**Brief:** Count the lines in the records below that contain the string "white", and reply with only that number.

**Data entries:**

# # #

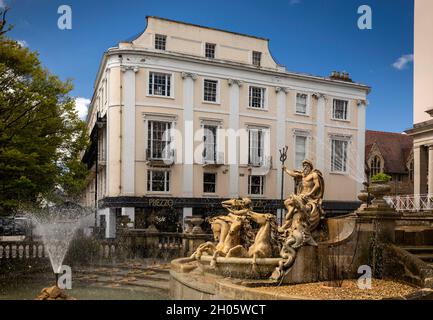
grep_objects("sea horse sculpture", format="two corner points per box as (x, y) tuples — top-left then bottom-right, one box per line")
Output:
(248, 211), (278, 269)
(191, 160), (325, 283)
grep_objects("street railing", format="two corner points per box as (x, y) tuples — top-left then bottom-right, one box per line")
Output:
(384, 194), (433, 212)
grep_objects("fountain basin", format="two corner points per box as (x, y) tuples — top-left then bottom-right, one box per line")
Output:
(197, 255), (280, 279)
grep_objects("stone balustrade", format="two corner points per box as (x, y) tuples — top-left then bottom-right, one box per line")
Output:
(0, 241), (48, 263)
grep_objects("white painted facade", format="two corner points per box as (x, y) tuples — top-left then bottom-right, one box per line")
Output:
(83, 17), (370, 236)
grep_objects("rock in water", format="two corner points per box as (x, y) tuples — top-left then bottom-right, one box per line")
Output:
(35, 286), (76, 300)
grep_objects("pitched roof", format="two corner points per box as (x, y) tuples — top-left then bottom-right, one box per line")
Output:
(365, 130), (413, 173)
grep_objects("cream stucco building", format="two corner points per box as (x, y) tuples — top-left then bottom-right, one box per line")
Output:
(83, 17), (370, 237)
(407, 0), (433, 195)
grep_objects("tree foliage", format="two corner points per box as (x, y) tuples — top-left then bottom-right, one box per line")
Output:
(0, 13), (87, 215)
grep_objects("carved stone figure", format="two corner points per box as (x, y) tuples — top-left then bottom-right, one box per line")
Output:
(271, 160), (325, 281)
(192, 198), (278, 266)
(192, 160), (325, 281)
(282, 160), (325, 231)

# # #

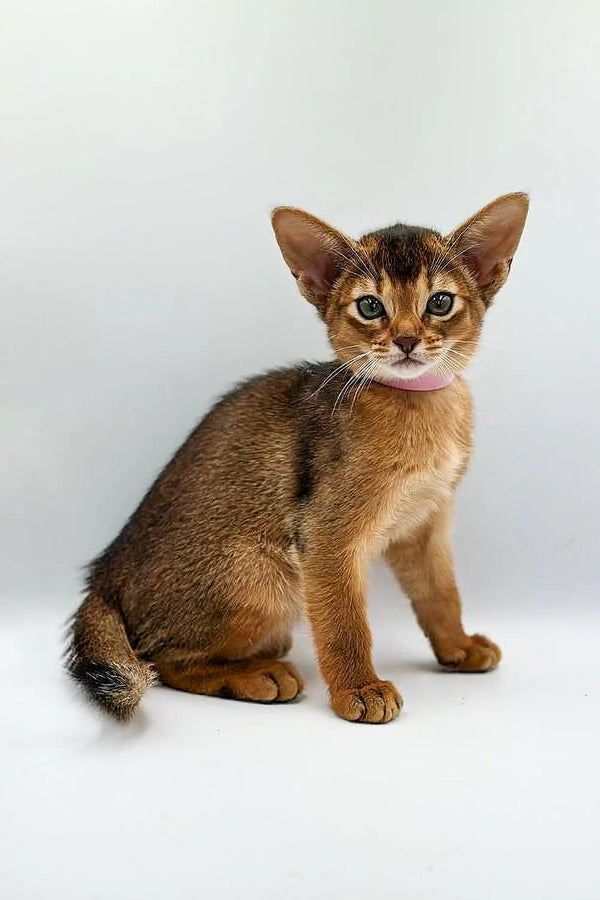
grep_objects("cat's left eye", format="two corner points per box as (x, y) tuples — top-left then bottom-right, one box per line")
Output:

# # #

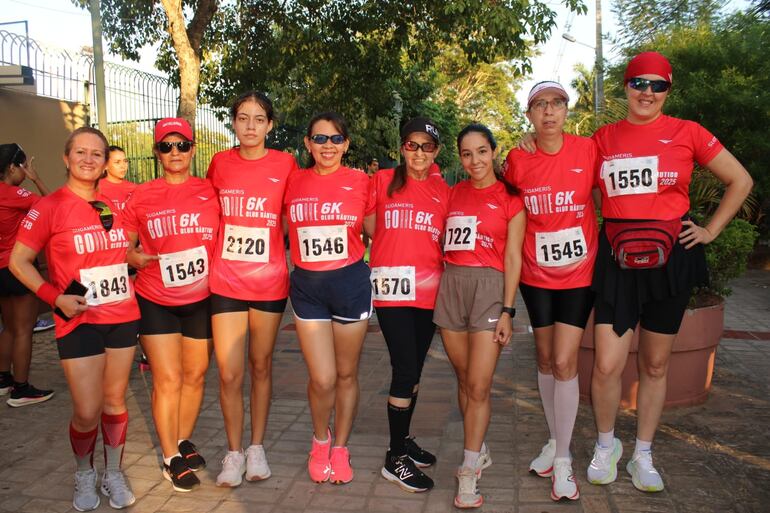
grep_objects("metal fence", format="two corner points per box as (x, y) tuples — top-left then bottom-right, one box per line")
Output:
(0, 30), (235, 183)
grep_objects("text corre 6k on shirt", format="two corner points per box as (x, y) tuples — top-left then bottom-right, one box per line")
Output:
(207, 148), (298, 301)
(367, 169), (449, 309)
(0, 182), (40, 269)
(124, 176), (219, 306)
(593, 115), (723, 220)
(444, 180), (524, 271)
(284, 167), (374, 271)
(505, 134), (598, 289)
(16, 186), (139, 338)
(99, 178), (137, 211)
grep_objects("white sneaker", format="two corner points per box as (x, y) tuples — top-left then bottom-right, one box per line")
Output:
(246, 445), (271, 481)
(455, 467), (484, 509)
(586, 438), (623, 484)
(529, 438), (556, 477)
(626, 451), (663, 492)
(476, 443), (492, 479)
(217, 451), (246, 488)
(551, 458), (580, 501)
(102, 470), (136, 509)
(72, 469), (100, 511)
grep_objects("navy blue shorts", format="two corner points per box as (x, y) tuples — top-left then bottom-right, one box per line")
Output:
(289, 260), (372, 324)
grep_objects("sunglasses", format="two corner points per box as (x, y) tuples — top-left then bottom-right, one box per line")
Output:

# # #

**Reply:** 2